TO DO:
(1) According to the data quality report, which ISO standard serves as the base for encoding data quality?
(2) Write out the data quality report again, starting with "Business Value" and going on through "quality assurance levels.", swapping "citizen sensors" for "volunteer sensors".

TEXT BLOCK:
[START]

This Data Quality Engineering Report describes data quality handling requirements, challenges and solutions. One focus is on data quality in general that needs to be communicated from one service to another. In addition, it discusses WPS data quality solutions. The ultimate goal is for it to be nominated as a WPS ISO Data Quality Service Profile. ISO 19139 is used as the base to encode the data quality. WPS and workflows are used to streamline and standardize the process of data quality assurance and quality control. The main topics include: (1) generalized summary and description of the design and best practices for analyzing data quality of all feature data sources used in the Citizen Observatory WEB (COBWEB) project, (2) solutions and recommendations for enabling provenance of data quality transparent to end users when the data is processed through a WPS, (3) best practices and recommendations for designing and prototyping the WPS profile to support data quality service conformant to the NSG Metadata Framework, and (4) general solution for data quality fit for both raster-based imageries and vector-based features.

Business Value

This Engineering Report (ER) captures the essence and best practice for data quality that were successfully established and applied in the Citizen Observatory Web (COWBWEB) project. It goes one step further to formalize and standardize the processes as OGC WPS processes to address data quality issues by using networks of "people as sensors" and by analyzing observations and measurements in real-time combination with authoritative models and datasets. The ER content can be summarized as follows:

  • Innovative use of crowdsourcing and citizen sensors to solve data quality control and assurance with prescribed seven standard WPS processes,

  • Formalize the processes to solve data quality issues using citizen sensors that harmonize the data and service interoperation across processes as Web services, and

  • Achieve compatible data quality assurance levels.

[END]

SUPPLIED RECORDS:
[START]

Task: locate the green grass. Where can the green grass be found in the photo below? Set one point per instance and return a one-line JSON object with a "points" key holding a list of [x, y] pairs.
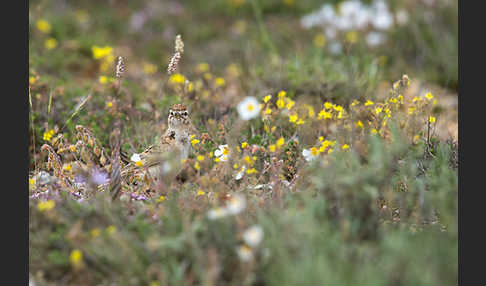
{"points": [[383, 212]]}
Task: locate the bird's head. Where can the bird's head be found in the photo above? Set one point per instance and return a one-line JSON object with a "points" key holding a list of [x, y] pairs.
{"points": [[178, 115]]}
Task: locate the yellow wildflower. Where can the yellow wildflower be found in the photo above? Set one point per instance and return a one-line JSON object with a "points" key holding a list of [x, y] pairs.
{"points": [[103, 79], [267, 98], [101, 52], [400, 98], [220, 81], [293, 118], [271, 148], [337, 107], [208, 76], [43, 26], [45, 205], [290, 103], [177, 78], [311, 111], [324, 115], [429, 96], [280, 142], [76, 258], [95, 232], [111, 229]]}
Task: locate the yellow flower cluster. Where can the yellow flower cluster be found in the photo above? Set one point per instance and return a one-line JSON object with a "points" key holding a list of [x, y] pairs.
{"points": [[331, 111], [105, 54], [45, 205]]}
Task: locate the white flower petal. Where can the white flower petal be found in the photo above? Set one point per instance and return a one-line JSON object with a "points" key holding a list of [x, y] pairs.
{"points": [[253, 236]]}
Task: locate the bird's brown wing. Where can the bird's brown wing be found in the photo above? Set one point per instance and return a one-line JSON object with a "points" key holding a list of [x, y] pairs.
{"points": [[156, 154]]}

[END]
[START]

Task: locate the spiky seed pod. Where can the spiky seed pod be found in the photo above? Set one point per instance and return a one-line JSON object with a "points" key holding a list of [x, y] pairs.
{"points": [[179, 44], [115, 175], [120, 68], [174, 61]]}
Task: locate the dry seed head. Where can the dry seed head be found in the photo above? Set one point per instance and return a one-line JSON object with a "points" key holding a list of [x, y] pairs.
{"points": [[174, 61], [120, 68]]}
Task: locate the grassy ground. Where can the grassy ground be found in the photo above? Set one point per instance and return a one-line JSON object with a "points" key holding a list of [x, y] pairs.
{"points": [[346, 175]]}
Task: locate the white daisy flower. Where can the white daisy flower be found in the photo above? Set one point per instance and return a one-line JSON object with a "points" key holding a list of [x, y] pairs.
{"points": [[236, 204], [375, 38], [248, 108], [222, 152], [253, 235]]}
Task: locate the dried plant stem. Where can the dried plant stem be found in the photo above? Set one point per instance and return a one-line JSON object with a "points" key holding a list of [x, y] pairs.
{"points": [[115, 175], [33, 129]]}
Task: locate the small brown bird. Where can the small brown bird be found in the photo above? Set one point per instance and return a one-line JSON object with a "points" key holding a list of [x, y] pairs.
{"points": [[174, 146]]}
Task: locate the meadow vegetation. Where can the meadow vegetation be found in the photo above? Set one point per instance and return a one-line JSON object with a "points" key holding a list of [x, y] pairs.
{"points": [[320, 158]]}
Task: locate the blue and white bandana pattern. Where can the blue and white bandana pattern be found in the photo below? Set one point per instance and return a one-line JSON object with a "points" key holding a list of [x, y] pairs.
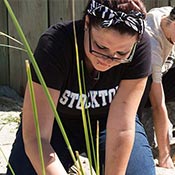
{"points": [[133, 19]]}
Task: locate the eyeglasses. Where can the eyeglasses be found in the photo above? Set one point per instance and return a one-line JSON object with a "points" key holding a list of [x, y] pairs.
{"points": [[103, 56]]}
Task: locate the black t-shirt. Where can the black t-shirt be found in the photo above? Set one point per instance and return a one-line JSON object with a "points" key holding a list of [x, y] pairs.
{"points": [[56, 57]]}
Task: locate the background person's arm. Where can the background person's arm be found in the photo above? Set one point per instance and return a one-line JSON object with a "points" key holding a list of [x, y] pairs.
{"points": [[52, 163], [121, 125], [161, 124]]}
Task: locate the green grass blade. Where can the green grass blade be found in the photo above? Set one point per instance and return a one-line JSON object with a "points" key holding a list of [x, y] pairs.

[END]
[START]

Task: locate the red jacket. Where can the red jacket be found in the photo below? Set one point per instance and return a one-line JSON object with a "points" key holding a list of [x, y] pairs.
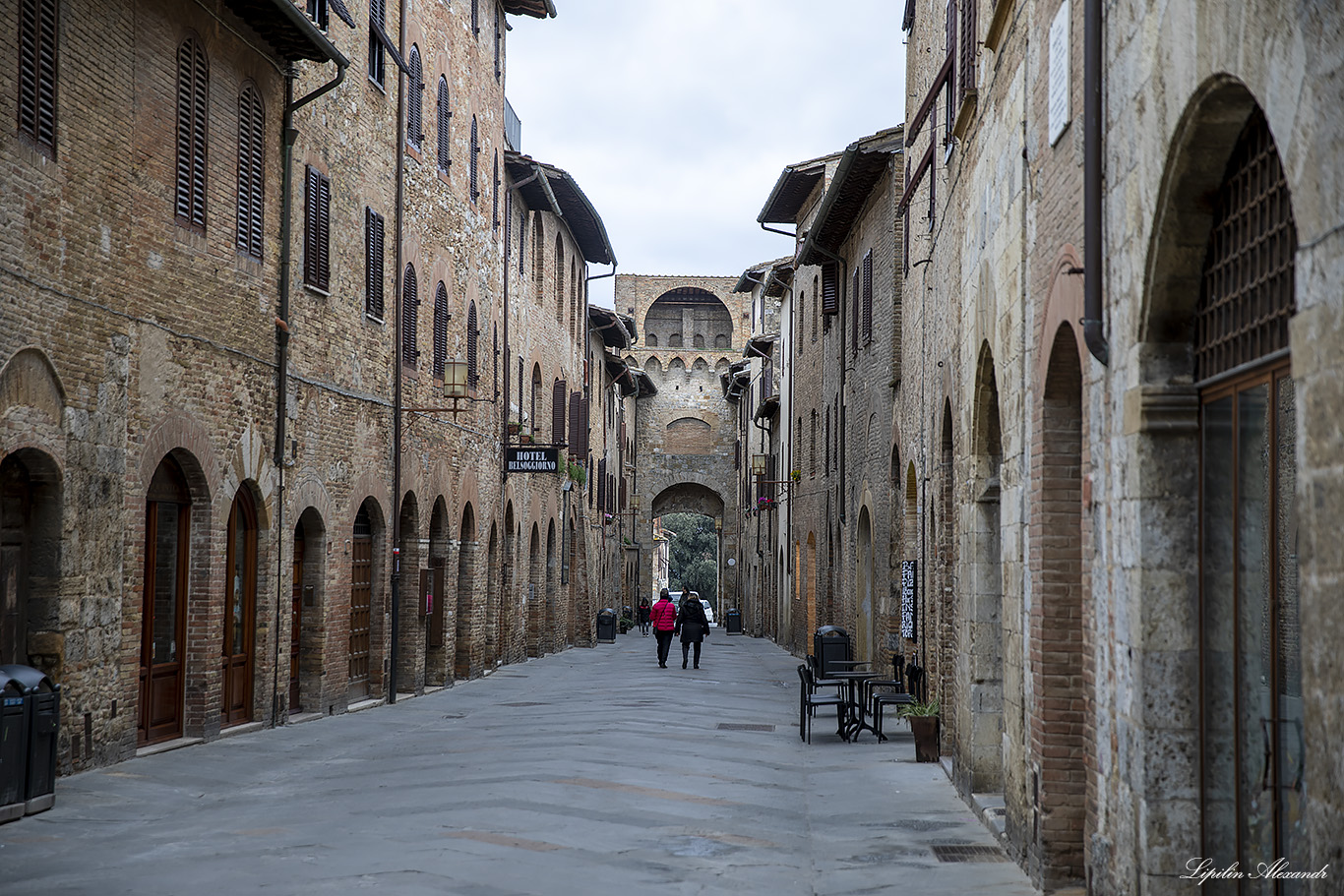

[END]

ANSWERS IN ORDER:
(1) ISO 19139

(2)
Business Value

This Engineering Report (ER) captures the essence and best practice for data quality that were successfully established and applied in the Citizen Observatory Web (COWBWEB) project. It goes one step further to formalize and standardize the processes as OGC WPS processes to address data quality issues by using networks of "people as sensors" and by analyzing observations and measurements in real-time combination with authoritative models and datasets. The ER content can be summarized as follows:

  • Innovative use of crowdsourcing and volunteer sensors to solve data quality control and assurance with prescribed seven standard WPS processes,

  • Formalize the processes to solve data quality issues using volunteer sensors that harmonize the data and service interoperation across processes as Web services, and

  • Achieve compatible data quality assurance levels.